OBIETTIVO DELL'ESERCIZIO: Per favore, riscrivi la parte delle voci che si apre con la riga contenente "In the photo above, where can the clasped" e si chiude con quella contenente "point(167, 67)", incluse le richieste. Ritocca di +39 ogni coordinata nelle risposte, lascia invariati i numeri delle richieste e dei modelli di formato e riporta soltanto queste righe.
=-=-=
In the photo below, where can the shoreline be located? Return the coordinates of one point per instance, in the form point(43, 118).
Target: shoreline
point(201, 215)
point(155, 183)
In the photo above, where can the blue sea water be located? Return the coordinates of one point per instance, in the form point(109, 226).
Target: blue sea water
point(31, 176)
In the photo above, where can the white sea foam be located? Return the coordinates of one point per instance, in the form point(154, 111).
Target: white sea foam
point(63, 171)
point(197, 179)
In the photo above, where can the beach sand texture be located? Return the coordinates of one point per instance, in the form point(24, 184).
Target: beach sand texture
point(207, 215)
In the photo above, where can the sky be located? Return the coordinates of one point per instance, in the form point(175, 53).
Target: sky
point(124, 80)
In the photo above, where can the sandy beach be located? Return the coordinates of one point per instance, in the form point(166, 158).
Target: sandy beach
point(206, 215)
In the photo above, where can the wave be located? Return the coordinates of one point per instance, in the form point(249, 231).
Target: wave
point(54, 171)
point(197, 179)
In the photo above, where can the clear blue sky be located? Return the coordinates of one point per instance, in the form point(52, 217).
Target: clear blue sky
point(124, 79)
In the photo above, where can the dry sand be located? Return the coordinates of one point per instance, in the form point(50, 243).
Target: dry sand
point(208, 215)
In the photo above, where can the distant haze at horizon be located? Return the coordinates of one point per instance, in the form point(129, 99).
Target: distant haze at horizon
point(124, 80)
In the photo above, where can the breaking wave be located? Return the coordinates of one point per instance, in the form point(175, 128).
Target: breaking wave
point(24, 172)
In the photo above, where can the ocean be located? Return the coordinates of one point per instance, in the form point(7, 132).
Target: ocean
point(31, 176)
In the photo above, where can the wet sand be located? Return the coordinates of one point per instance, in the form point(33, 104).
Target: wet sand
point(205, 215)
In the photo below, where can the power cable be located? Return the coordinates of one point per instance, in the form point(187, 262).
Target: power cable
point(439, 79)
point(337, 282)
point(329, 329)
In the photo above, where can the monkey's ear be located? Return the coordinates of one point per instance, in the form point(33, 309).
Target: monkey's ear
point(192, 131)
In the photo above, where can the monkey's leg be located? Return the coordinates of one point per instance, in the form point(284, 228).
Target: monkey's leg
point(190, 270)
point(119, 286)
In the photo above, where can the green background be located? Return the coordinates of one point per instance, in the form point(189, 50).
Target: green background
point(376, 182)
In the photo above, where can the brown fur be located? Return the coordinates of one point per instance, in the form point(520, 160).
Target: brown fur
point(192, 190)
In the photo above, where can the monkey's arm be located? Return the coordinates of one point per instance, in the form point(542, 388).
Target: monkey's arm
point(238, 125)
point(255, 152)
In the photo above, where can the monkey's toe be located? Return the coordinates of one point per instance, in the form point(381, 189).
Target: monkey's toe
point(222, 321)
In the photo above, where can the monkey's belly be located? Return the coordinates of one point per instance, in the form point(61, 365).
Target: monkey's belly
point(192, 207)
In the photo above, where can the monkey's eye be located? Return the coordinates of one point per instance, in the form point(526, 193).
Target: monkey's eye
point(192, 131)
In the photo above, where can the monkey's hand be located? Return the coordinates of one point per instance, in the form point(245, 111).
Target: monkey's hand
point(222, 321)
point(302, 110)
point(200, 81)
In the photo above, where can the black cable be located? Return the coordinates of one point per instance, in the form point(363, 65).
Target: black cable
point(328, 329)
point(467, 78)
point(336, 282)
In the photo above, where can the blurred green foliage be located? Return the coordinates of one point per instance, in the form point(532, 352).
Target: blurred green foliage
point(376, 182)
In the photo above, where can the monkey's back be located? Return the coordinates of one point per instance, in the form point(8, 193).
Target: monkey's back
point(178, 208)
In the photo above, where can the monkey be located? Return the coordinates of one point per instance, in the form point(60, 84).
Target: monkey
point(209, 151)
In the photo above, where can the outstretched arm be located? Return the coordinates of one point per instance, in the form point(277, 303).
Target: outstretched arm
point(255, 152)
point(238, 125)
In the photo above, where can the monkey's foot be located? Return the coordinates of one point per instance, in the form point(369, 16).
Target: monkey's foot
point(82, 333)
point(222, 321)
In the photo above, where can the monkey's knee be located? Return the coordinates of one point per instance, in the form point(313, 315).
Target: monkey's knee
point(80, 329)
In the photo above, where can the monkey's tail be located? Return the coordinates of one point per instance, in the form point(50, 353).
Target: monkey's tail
=-=-=
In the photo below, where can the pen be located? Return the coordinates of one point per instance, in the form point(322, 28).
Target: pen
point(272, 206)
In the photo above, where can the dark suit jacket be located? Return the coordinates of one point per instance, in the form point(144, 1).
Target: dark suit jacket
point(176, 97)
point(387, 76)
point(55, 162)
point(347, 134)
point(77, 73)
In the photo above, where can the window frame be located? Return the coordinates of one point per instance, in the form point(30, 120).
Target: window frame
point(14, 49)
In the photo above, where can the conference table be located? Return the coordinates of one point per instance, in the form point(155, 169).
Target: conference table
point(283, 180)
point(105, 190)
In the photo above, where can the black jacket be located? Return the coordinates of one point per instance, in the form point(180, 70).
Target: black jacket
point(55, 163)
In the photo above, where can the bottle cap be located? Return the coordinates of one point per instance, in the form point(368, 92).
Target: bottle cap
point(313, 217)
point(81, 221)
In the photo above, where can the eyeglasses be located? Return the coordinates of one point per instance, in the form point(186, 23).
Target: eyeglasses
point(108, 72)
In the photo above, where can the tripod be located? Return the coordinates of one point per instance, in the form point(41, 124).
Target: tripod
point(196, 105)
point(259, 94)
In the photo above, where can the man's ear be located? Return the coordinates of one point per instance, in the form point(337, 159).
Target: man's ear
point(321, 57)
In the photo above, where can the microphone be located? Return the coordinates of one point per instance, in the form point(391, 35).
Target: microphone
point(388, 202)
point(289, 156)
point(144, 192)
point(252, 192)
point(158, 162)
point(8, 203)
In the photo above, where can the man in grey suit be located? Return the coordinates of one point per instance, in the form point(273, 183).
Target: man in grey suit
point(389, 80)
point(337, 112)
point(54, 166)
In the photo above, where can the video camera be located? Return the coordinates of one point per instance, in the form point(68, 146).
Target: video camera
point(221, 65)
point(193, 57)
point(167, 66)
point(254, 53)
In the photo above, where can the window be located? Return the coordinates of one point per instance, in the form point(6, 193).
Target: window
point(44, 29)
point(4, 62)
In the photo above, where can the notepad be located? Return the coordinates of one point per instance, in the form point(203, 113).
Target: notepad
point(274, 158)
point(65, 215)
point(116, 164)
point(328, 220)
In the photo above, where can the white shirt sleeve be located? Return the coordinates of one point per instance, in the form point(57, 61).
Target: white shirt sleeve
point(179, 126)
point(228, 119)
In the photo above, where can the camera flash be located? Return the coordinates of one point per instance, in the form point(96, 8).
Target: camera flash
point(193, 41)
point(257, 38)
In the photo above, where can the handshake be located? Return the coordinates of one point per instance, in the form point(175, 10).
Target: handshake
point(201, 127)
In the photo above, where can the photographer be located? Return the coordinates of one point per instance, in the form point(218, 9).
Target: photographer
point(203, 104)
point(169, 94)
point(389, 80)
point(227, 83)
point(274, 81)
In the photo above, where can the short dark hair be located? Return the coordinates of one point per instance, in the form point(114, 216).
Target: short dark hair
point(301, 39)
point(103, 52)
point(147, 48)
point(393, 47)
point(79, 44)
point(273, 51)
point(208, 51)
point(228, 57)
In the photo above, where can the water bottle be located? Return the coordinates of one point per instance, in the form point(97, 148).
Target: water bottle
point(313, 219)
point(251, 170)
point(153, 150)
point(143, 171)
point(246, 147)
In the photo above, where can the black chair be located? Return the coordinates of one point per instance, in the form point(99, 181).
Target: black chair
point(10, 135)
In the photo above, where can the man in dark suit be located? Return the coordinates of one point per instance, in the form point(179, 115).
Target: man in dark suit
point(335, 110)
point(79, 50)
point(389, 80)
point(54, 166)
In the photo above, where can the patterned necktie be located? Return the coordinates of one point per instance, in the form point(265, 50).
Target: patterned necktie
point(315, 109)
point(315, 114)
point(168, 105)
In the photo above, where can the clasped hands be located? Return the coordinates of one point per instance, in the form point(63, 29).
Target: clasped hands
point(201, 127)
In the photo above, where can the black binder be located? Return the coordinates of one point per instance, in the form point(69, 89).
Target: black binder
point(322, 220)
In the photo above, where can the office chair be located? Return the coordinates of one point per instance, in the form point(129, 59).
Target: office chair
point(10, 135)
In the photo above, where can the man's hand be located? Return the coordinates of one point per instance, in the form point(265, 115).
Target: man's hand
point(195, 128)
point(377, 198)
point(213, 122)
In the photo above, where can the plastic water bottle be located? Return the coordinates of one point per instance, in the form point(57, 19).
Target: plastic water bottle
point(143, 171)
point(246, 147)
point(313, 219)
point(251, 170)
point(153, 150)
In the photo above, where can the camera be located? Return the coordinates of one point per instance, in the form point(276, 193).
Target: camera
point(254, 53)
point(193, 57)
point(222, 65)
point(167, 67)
=-=-=
SOLUZIONE:
In the photo above, where can the clasped hands be located? Return the coordinates of one point per instance, in the form point(63, 29).
Target: clasped hands
point(240, 166)
In the photo above, where can the black binder be located? Return the coordinates of one point per instance, in the form point(69, 89).
Target: black binder
point(361, 259)
In the photo above, where can the office chair be located? Return the coordinates of one point per instance, in the form point(129, 59).
Target: office chair
point(49, 174)
In the photo above, where can the man's hand be located? Return the coordinates of one point per instance, in the form point(265, 115).
Target: man's hand
point(234, 167)
point(416, 237)
point(252, 161)
In the photo above, where can the plastic water bottle be located? Return the coordinates of one point per instance, in the form point(57, 19).
Target: plastic water bottle
point(182, 210)
point(285, 186)
point(352, 258)
point(290, 209)
point(192, 189)
In the photo above, where can the camera be located? Return the coordinates of one point per instance, in the form point(276, 193).
Target: camera
point(293, 92)
point(232, 96)
point(261, 104)
point(206, 106)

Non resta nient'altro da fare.